» **TASK BRIEF**
Convert the rows below into a Markdown table with the columns "Number" and "Text", leaving out blank lines. Begin at the line that contains "From the image above, could you locate the person" and stop after the last of the rows.
***
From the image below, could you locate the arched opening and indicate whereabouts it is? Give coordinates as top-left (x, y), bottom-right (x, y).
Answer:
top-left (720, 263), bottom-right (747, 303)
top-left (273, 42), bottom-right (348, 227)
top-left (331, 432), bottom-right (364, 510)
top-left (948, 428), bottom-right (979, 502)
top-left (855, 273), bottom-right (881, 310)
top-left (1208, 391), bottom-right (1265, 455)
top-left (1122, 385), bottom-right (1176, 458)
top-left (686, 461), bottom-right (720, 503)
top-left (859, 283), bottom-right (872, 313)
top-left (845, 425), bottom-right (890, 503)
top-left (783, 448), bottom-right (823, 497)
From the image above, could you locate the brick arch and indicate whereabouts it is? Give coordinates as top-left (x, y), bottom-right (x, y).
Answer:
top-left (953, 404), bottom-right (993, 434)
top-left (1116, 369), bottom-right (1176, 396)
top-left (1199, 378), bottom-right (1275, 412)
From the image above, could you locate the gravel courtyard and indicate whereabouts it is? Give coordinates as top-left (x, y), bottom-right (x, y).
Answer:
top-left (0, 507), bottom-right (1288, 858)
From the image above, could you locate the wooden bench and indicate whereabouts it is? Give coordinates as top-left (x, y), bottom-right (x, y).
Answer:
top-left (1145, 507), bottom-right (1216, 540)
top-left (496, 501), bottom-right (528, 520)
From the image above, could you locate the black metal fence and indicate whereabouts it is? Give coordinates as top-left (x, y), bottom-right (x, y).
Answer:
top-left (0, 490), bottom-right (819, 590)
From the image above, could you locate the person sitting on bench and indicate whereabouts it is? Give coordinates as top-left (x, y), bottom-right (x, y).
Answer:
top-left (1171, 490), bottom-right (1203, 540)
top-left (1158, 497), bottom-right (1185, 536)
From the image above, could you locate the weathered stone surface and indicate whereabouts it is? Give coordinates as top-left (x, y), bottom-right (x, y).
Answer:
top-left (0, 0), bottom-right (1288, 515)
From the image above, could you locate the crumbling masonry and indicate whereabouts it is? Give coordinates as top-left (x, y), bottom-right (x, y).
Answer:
***
» **THE ANSWER**
| Number | Text |
|---|---|
| 1 | From the image above, could you locate the person sitting on bench and indicate whereabouts it is? Give coordinates as top-left (x, y), bottom-right (x, y). |
| 2 | Answer: |
| 3 | top-left (1171, 490), bottom-right (1203, 540) |
| 4 | top-left (1158, 497), bottom-right (1185, 536) |
| 5 | From the image above, could you locate the weathered stone surface and indicate whereabouts it is? Give coordinates as top-left (x, y), bottom-right (x, y). |
| 6 | Answer: |
| 7 | top-left (0, 0), bottom-right (1288, 515) |
| 8 | From the image above, could you locate the crumbling masonry and indicate whereabouts it is? Give coordinates as top-left (x, y), bottom-right (x, y). |
| 9 | Answer: |